» **GIVEN INSTRUCTION**
Could you reproduce the listing below line for line, changing nothing?

************

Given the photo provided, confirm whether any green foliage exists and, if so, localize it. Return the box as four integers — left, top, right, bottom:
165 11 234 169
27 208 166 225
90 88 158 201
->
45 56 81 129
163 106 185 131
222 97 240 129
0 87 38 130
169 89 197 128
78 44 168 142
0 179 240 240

************

» **ANSWER TO THIS PROBLEM**
Given the photo provided, confirm whether any green foliage exists and, if so, localize it. Return the box as four integers — left, top, right, bottom:
165 11 234 169
27 208 166 225
90 88 158 201
->
45 56 81 129
163 106 185 131
222 97 240 129
0 87 38 130
169 89 197 128
78 44 168 142
0 179 240 240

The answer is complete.